━━━━━ INPUT DATA ━━━━━
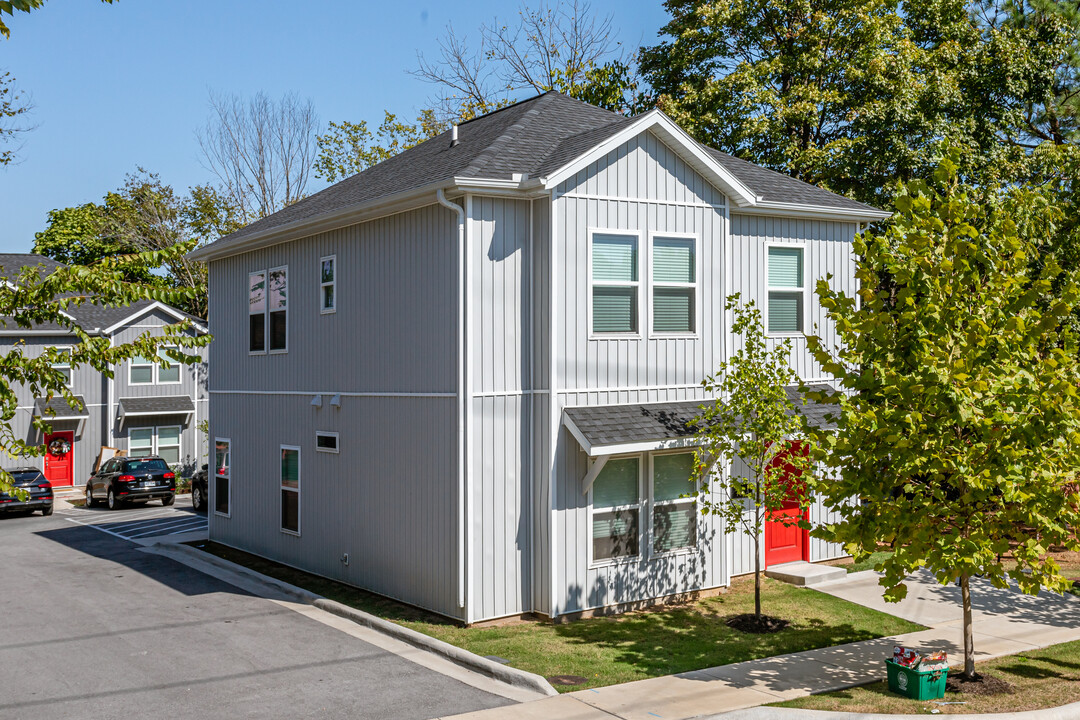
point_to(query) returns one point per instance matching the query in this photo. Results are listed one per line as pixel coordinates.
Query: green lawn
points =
(629, 647)
(1041, 678)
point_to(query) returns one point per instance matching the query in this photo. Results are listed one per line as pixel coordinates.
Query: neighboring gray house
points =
(144, 409)
(461, 378)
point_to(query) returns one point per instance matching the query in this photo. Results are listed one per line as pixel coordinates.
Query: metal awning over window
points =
(161, 405)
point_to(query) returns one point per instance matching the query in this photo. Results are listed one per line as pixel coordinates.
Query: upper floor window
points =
(64, 364)
(278, 297)
(786, 289)
(257, 312)
(674, 285)
(327, 285)
(615, 283)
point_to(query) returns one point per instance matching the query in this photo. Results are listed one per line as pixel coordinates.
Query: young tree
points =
(261, 150)
(34, 298)
(752, 421)
(958, 408)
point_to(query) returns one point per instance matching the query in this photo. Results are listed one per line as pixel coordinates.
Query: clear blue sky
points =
(125, 85)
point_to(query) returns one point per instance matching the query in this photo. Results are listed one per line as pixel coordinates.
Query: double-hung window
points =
(221, 447)
(674, 285)
(257, 312)
(674, 507)
(617, 505)
(615, 284)
(278, 300)
(786, 289)
(291, 489)
(327, 285)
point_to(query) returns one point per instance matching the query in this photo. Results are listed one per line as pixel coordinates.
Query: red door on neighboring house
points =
(59, 465)
(786, 543)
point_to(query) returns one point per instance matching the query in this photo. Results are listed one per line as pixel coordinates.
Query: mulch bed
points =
(983, 684)
(751, 623)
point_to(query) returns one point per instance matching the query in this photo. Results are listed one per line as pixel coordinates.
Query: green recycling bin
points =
(917, 684)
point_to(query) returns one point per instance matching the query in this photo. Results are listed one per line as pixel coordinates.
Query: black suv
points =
(28, 479)
(126, 479)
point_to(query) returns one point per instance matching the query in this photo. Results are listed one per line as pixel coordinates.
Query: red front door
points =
(59, 466)
(784, 541)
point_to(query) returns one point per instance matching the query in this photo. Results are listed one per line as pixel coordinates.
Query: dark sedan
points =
(122, 480)
(31, 481)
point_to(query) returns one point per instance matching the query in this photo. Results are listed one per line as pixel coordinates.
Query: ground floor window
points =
(620, 497)
(221, 447)
(291, 489)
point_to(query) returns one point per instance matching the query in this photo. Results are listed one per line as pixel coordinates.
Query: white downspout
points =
(441, 197)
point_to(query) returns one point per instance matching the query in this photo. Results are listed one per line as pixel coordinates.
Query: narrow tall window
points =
(674, 285)
(221, 476)
(257, 312)
(167, 374)
(616, 510)
(291, 489)
(64, 365)
(786, 294)
(674, 517)
(327, 285)
(615, 284)
(278, 297)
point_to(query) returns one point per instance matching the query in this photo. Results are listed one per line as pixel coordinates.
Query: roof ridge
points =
(486, 155)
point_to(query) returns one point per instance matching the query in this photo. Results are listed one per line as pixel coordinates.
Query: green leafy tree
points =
(34, 298)
(958, 411)
(752, 422)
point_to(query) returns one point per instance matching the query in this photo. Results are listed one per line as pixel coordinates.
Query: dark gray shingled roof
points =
(535, 137)
(621, 424)
(57, 408)
(157, 405)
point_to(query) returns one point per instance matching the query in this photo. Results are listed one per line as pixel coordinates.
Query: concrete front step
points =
(805, 573)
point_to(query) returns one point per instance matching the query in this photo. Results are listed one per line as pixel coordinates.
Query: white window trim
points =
(644, 316)
(282, 488)
(284, 350)
(213, 474)
(696, 285)
(653, 503)
(603, 562)
(806, 290)
(322, 285)
(266, 312)
(337, 442)
(68, 349)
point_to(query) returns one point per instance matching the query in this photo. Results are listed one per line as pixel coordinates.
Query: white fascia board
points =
(674, 136)
(157, 306)
(796, 209)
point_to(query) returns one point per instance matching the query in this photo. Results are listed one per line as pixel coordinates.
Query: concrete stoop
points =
(805, 573)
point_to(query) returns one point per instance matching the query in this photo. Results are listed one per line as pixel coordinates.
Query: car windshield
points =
(142, 465)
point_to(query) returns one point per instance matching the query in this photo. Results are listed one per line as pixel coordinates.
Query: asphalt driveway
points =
(95, 628)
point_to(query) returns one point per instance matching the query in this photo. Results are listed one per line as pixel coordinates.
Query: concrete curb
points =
(1064, 712)
(511, 676)
(470, 661)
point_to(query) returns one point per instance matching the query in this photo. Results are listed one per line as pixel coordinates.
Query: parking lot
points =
(140, 524)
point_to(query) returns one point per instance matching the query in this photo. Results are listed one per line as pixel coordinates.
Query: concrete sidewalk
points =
(1006, 622)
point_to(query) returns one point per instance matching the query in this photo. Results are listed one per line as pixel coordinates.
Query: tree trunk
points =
(969, 637)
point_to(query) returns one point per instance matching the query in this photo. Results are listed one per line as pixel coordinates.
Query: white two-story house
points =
(461, 378)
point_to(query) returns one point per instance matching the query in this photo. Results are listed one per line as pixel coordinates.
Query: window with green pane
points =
(674, 507)
(616, 510)
(786, 289)
(674, 285)
(615, 283)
━━━━━
» TASK DESCRIPTION:
Make an exact reproduction of the listing above, without any pictures.

» RESPONSE FOR THIS EXERCISE:
point_to(query) returns one point per instance matching the query in this photo. Results are listed one per line as pixel coordinates.
Query: green lawn
points =
(629, 647)
(1041, 678)
point_to(query) returns one point per instance matching the query in this photo. Results are listed one per line as pixel coordinates.
Query: neighboring gray house
points =
(144, 409)
(461, 378)
point_to(query) returns one point per instance matching the query in this photo. Results are listed one per line as pixel coordinates.
Query: metal awning over window
points =
(161, 405)
point_to(query) returns one point per instance matching the query in this photo. Results are listed one per line as pixel coordinates.
Query: upper floor window
points =
(64, 364)
(278, 297)
(786, 289)
(257, 312)
(674, 285)
(327, 285)
(615, 283)
point_to(query) returns one point per instance matching the query in this photo. Results are listed one per line as pixel coordinates.
Query: young tree
points =
(261, 150)
(34, 298)
(752, 421)
(958, 408)
point_to(query) returns one point per instance matching the query in this photo. Results are listed one per line as pixel coordinates.
Query: clear blue sky
points =
(125, 85)
point_to(query) returns one point per instance matching the query in this photo. Results are listed one per line as pixel coordinates.
Query: double-hung window
points =
(221, 447)
(674, 285)
(257, 312)
(674, 507)
(617, 505)
(615, 284)
(278, 300)
(786, 289)
(291, 489)
(327, 285)
point_to(query) returns one point per instance matching the query in this photo. Results are listed one per line as pixel coordinates.
Query: red door on neighboring house
points =
(59, 465)
(786, 543)
point_to(query) returns one point per instance matching the query in this photo. Results are listed one per line as pixel coordinates.
Query: mulch bed
points =
(983, 684)
(751, 623)
point_to(query) returns one point per instance matching the query in this photo. Results are listed one per line as pixel coordinates.
Query: green recycling bin
points =
(917, 684)
point_to(query) returns one point per instance matching the query in this photo. Results are listed one per line as pixel coordinates.
Query: black suv
points =
(28, 479)
(126, 479)
point_to(query) returns one point per instance matching the query in this photo. Results are listed one per line as pixel coordinates.
Query: red front door
points =
(59, 466)
(784, 541)
point_to(query) returns one point per instance matching the query in this photo. Results are listed one per line as pixel coordinates.
Query: dark sedan
points =
(122, 480)
(31, 481)
point_to(query) returns one point per instance matching the query in this photo. Results are listed one per line as pixel coordinates.
Query: ground floor window
points =
(620, 497)
(221, 447)
(291, 489)
point_to(query) returns one point per instance matching the query in this photo. Results are listed one per line as pixel coordinates.
Query: white downspout
points =
(441, 197)
point_to(query) returns one point per instance matching the query in this photo. Results are listed one per line as pixel coordinates.
Query: narrow tall window
points =
(674, 285)
(221, 476)
(257, 312)
(167, 374)
(616, 510)
(291, 489)
(64, 365)
(786, 294)
(674, 517)
(327, 285)
(615, 284)
(278, 297)
point_to(query) returns one point per instance matching the query in this photo. Results are listed one per line as pixel coordinates.
Query: roof ridge
points =
(486, 155)
point_to(query) returns one point per instance matching the query in this photo. Results are listed one per line as pixel coordinates.
Query: green leafy tree
points =
(34, 298)
(958, 411)
(752, 422)
point_to(query) returns one point per instance matching the query in this photo. Results are listed one per line as pixel coordinates.
Query: dark gray shingled roof
points =
(535, 137)
(621, 424)
(57, 408)
(157, 405)
point_to(query) returns one point per instance matching the query in this photo. Results are listed one per line as pixel coordinates.
Query: concrete front step
points =
(805, 573)
point_to(query) returns one point per instance matching the query in this photo. Results are listed one per line as pixel coordinates.
Query: white window trim
points =
(644, 316)
(282, 488)
(284, 350)
(213, 474)
(696, 285)
(653, 503)
(603, 562)
(806, 290)
(322, 285)
(266, 312)
(337, 442)
(68, 349)
point_to(query) returns one point per instance matching the query in this photo. Results are listed one per line as pixel coordinates.
Query: white fascia board
points =
(674, 136)
(157, 306)
(796, 209)
point_to(query) returns one point per instance matching the query in this photo. Results are listed one per line as pixel coordinates.
Query: concrete stoop
points =
(805, 573)
point_to(query) returns one point per instance matching the query in this photo. Results are listed one per line as pixel coordinates.
Query: car windshield
points =
(142, 465)
point_to(query) returns one point per instance matching the query in this photo. Results are listed one per line as pixel coordinates.
Query: asphalt driveway
points =
(95, 628)
point_to(query) returns one point per instance matching the query in this photo. Results are listed one per line as pixel coordinates.
Query: concrete curb
points =
(1064, 712)
(511, 676)
(470, 661)
point_to(query) returns one point per instance matching the query in this photo. Results are listed one per line as pixel coordinates.
Query: parking lot
points =
(140, 524)
point_to(query) returns one point per instance matching the query in this photo. Results are listed one per line as pixel coordinates.
Query: concrete sidewalk
points =
(1006, 622)
point_to(query) returns one point per instance matching the query in this photo. Results are listed one per line as pixel coordinates.
Query: tree trunk
points =
(969, 637)
point_to(query) returns one point per instance matching the query in this photo. Results are listed one per line as pixel coordinates.
Query: white two-story house
points =
(461, 378)
point_to(query) returns one point per instance matching the query in this photo. Results are listed one per line as pixel coordinates.
Query: window with green pane
points =
(674, 507)
(616, 510)
(786, 289)
(674, 285)
(615, 283)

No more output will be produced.